### Extracted text
^^^^^^^^^^^^^^^^

1 files changed, 32 insertions, 52 deletions

diff --git a/extern/ceres/internal/ceres/graph_algorithms.h b/extern/ceres/internal/ceres/graph_algorithms.h
index d1d3f52cd22..b0629313159 100644
--- a/extern/ceres/internal/ceres/graph_algorithms.h
+++ b/extern/ceres/internal/ceres/graph_algorithms.h
@@ -34,9 +34,10 @@
 #define CERES_INTERNAL_GRAPH_ALGORITHMS_H_
 
 #include <algorithm>
+#include <unordered_map>
+#include <unordered_set>
 #include <vector>
 #include <utility>
-#include "ceres/collections_port.h"
 #include "ceres/graph.h"
 #include "ceres/wall_time.h"
 #include "glog/logging.h"
@@ -96,10 +97,10 @@ class VertexDegreeLessThan {
 template <typename Vertex>
 int IndependentSetOrdering(const Graph<Vertex>& graph,
                            std::vector<Vertex>* ordering) {
-  const HashSet<Vertex>& vertices = graph.vertices();
+  const std::unordered_set<Vertex>& vertices = graph.vertices();
   const int num_vertices = vertices.size();
 
-  CHECK_NOTNULL(ordering);
+  CHECK(ordering != nullptr);
   ordering->clear();
   ordering->reserve(num_vertices);
 
@@ -109,34 +110,29 @@ int IndependentSetOrdering(const Graph<Vertex>& graph,
   const char kBlack = 2;
 
   // Mark all vertices white.

^^^^^^^^^^^^^^^^

### Entries supplied
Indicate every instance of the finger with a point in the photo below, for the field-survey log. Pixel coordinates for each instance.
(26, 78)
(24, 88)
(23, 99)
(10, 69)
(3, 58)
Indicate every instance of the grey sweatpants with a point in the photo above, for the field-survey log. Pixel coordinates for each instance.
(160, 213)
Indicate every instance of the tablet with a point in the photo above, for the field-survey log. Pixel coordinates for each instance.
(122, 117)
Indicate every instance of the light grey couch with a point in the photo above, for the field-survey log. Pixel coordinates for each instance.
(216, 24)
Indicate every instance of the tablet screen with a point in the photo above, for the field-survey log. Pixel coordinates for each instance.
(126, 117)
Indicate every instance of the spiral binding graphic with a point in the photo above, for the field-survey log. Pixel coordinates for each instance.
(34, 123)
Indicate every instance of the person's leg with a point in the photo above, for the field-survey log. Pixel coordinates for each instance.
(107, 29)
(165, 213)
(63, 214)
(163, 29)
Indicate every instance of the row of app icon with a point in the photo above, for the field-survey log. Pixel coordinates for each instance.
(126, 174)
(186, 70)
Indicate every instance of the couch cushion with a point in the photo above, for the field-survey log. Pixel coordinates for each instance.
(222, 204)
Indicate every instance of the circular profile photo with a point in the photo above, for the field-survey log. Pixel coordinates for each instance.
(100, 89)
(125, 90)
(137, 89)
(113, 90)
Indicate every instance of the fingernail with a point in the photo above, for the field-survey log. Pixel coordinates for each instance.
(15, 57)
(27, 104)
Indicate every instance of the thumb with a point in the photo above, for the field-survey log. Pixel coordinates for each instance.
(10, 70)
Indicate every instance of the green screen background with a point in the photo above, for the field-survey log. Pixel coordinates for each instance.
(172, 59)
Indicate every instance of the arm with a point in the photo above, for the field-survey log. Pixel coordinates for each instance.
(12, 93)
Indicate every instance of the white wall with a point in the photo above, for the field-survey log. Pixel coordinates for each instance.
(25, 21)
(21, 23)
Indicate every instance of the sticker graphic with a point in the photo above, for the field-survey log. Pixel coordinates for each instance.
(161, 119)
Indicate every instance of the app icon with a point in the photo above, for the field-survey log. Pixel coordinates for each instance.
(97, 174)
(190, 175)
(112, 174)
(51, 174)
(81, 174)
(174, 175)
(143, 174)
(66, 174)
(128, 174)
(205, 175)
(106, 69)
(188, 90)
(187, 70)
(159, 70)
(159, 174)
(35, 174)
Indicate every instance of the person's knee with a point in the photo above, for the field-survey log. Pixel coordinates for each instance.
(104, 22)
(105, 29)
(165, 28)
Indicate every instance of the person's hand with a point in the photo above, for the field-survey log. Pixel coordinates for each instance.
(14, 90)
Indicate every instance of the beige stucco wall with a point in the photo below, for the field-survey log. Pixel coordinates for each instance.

^^^^^^^^^^^^^^^^

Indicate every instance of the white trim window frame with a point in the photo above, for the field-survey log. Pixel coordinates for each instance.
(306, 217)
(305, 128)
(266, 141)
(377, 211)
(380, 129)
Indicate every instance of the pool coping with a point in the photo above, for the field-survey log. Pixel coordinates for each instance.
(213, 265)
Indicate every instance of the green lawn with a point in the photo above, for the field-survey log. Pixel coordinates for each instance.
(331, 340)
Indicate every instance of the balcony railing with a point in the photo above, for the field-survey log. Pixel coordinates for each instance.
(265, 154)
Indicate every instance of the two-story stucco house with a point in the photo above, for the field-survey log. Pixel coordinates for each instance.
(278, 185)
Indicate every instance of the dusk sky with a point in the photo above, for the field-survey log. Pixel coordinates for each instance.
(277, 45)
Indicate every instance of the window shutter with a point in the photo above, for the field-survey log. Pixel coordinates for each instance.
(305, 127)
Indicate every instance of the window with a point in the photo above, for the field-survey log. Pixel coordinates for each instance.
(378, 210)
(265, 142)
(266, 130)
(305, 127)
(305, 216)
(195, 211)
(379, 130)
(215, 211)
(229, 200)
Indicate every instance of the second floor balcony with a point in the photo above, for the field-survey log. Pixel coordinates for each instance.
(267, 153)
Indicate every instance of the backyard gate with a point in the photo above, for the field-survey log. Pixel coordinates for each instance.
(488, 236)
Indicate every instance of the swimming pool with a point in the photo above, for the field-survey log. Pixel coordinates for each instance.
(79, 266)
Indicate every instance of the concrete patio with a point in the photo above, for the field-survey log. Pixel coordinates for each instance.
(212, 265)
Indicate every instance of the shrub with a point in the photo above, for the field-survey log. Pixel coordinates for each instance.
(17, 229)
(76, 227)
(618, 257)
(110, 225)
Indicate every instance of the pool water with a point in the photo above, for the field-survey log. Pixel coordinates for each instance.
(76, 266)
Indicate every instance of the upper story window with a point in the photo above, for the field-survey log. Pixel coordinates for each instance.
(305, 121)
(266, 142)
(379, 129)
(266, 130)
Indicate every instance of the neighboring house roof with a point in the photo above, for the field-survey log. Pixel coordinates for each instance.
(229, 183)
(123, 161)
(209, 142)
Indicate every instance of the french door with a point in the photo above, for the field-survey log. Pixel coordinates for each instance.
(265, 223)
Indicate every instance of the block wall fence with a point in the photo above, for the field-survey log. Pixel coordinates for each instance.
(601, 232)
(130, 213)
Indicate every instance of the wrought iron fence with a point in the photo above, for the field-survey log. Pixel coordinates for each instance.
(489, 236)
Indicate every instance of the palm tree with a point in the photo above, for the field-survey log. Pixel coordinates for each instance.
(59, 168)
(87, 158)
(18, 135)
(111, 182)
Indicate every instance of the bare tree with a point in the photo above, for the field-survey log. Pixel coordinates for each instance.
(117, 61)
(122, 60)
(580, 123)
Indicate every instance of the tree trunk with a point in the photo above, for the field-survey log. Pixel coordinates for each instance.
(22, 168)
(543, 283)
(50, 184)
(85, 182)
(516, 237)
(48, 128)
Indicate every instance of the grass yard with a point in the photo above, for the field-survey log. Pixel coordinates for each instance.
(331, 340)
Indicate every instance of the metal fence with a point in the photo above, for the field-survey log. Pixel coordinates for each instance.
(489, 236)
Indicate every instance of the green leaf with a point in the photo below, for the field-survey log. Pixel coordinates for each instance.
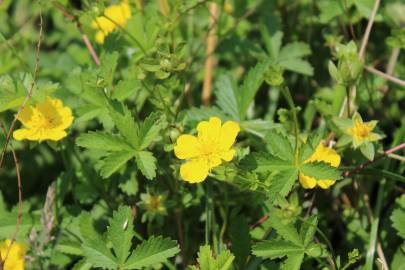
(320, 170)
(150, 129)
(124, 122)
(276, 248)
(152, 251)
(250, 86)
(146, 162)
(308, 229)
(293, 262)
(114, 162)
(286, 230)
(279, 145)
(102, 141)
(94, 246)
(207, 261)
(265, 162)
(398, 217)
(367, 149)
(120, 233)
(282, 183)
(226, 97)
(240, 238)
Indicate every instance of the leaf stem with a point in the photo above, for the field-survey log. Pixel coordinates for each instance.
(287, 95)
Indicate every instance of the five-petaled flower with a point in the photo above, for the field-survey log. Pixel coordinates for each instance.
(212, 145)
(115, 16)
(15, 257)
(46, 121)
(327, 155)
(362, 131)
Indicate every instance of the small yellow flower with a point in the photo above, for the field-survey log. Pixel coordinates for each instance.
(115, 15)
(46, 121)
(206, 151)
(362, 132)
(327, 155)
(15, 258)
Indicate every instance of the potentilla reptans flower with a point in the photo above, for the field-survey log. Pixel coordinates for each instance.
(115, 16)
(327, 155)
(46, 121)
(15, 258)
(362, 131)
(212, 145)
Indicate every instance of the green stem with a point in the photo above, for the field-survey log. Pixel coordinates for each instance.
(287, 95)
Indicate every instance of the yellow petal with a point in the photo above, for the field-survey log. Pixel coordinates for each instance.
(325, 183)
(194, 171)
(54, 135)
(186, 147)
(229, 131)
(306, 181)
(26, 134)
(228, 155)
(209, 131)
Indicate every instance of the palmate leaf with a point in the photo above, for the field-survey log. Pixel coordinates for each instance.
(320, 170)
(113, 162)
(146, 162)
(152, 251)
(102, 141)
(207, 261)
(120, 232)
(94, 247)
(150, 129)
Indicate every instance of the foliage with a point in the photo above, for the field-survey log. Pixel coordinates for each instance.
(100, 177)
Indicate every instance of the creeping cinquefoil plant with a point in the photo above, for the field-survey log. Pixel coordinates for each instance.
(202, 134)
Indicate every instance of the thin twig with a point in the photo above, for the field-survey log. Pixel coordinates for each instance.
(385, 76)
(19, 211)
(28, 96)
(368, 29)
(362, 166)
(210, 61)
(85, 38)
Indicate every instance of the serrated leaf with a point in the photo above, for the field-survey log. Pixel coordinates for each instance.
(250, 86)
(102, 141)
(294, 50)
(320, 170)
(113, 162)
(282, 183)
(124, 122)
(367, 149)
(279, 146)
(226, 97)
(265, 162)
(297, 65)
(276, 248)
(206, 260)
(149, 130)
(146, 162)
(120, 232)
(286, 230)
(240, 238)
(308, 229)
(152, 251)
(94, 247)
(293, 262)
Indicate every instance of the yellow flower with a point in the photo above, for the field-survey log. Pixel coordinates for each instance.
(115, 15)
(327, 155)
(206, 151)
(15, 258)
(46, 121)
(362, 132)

^^^^^^^^^^^^^^^^

In the graph_algorithms.h diff, what line replaces "CHECK_NOTNULL(ordering);"?

### Written answer
CHECK(ordering != nullptr);